> [Exercise aim]: Render everything from the top of the listing down to and including the line containing "[[[1021,33],[1024,295],[1198,316],[1448,292],[1455,44]]]" as a Markdown table with two columns, Row and Line. Number each line and skip any blank ones.

> [Information given]:
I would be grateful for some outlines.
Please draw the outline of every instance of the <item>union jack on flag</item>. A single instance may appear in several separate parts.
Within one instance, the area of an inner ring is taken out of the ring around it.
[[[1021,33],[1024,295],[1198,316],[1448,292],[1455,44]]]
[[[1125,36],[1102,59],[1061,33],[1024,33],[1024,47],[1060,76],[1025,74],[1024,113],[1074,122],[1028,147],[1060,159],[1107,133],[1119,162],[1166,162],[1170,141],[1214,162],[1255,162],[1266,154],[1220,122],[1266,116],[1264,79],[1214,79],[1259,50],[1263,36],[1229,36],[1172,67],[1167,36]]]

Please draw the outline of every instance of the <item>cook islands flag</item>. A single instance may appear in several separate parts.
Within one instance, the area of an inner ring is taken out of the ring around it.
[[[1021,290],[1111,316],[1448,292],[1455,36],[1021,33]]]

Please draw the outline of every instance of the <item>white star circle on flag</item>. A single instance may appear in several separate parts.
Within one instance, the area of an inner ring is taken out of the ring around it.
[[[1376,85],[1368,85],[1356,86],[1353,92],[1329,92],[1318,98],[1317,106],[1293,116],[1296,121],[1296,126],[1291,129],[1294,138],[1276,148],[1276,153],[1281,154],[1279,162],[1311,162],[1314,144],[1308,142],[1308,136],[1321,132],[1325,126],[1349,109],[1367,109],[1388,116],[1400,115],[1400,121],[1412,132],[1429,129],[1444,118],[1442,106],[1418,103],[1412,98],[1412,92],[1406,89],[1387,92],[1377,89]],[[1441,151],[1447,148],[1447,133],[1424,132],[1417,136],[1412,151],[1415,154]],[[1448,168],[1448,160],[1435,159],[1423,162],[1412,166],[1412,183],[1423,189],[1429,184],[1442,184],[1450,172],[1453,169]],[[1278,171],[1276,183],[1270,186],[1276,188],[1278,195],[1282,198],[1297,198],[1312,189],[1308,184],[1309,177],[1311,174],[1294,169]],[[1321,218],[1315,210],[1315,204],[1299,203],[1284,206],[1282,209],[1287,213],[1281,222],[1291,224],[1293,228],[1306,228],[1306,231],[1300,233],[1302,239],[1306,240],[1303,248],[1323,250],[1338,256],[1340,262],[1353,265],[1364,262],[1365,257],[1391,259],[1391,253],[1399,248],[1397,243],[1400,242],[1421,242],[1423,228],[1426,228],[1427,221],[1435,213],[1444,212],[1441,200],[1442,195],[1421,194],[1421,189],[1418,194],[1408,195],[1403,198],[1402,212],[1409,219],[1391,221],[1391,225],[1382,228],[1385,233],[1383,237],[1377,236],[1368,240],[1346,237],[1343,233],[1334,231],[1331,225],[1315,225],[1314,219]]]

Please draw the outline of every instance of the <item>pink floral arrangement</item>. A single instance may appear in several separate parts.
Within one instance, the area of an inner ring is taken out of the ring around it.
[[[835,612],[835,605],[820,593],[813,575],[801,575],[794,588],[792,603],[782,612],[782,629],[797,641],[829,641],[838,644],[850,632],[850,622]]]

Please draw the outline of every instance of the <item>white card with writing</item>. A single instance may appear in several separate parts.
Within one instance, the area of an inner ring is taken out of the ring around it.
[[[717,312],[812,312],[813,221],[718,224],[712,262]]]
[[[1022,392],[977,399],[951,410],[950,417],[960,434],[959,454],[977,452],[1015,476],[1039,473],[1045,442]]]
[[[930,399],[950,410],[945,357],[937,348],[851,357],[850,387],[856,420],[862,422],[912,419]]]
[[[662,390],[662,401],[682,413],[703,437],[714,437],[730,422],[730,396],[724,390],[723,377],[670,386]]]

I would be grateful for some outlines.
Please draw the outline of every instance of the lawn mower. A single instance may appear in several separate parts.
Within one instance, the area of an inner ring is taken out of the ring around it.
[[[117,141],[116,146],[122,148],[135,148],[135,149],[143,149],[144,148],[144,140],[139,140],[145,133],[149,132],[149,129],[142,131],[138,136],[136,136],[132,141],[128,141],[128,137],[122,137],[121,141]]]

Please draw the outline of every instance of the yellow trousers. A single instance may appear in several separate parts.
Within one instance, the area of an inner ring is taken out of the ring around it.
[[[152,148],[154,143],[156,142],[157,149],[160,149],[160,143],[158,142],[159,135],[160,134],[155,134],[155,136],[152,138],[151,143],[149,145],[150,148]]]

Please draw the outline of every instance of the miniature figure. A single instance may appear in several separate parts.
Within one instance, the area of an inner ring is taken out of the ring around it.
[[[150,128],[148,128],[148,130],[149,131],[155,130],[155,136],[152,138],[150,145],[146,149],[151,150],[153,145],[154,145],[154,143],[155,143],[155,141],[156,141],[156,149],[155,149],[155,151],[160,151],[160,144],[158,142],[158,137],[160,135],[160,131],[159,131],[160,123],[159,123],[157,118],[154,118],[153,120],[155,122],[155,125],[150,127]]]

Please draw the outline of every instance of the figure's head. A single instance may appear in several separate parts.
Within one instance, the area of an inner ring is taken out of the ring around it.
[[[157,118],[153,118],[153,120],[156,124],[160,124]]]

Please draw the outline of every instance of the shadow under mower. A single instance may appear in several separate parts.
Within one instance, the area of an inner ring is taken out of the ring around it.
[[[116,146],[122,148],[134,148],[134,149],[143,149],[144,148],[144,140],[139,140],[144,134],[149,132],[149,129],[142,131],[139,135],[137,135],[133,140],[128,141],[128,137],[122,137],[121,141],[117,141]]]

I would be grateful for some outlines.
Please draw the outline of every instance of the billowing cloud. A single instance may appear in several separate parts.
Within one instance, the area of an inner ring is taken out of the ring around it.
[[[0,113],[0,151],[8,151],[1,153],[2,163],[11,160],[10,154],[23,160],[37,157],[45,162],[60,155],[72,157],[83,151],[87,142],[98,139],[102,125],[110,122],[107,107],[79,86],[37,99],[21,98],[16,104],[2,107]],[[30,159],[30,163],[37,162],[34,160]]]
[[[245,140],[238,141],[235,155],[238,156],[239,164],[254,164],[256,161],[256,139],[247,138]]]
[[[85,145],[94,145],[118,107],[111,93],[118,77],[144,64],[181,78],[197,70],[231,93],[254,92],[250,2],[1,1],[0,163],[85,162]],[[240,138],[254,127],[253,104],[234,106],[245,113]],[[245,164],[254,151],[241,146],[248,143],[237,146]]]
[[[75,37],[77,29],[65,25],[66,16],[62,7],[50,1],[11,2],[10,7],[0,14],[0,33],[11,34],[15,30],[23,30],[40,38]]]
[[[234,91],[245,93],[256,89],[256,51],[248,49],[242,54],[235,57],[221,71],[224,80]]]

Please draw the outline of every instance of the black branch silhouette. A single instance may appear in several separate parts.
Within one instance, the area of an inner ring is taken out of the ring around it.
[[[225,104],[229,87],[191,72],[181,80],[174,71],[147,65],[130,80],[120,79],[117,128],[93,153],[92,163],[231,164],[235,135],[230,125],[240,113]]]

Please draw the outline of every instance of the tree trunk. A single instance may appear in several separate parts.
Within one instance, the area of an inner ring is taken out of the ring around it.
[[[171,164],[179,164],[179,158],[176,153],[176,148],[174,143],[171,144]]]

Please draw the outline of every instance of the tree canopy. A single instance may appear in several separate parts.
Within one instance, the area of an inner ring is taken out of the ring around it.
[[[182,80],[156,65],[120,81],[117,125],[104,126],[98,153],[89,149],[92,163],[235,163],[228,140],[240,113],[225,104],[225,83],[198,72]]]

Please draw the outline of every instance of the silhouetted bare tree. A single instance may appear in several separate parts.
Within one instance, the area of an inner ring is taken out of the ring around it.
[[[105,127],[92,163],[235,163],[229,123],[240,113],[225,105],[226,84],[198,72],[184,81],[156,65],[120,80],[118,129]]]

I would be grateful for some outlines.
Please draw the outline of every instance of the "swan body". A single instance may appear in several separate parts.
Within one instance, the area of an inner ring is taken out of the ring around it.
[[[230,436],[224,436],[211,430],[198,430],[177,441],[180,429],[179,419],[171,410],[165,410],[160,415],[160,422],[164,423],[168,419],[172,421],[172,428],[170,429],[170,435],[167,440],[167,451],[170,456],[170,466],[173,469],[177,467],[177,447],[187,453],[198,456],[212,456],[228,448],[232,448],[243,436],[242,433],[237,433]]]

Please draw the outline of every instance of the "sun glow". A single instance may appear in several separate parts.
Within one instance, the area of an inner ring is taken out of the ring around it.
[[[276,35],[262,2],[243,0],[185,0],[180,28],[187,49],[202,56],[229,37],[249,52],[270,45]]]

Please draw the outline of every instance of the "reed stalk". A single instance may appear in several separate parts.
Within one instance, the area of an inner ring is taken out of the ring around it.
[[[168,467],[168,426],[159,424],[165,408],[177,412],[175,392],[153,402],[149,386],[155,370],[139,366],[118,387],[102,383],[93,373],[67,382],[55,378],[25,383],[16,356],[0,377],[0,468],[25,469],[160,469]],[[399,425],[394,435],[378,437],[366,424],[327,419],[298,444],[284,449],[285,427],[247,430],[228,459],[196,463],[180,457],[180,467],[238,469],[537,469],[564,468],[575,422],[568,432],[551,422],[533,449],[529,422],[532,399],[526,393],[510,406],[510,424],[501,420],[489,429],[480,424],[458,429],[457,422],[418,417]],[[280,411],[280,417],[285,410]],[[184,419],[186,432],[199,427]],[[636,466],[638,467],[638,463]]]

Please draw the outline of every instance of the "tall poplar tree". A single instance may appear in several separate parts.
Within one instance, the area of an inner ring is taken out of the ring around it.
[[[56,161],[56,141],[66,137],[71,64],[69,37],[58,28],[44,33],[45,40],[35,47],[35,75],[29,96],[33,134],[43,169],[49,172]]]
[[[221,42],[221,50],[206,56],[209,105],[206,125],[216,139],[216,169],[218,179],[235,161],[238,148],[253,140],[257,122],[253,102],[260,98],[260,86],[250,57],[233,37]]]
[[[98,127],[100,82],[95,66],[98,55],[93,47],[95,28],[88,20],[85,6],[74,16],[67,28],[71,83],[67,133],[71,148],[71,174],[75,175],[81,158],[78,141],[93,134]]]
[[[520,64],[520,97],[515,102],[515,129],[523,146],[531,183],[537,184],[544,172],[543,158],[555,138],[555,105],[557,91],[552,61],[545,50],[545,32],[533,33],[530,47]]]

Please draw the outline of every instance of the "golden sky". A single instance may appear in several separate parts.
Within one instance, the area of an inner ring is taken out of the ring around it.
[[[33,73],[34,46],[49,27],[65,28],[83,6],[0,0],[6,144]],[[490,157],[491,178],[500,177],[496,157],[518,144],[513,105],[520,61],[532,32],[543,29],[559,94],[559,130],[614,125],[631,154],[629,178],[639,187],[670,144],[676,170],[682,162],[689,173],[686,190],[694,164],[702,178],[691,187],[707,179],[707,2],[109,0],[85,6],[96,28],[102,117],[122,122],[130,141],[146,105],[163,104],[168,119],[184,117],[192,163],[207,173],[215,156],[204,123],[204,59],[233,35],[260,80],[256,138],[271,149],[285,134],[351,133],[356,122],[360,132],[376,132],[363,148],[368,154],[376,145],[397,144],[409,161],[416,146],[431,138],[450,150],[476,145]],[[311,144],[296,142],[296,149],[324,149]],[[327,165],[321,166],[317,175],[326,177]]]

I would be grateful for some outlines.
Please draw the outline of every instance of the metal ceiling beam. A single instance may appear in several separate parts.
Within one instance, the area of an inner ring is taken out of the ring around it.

> [Solved exercise]:
| Row | Line |
|---|---|
| 1 | I would be grateful for some outlines. |
| 2 | Please draw the outline of every instance of the <item>union jack on flag</item>. A single instance may appear in several separate parts. |
| 3 | Within one instance, the area of an inner ring is taken out of the ring around it. |
| 4 | [[[1021,33],[1024,295],[1198,316],[1448,292],[1455,44]]] |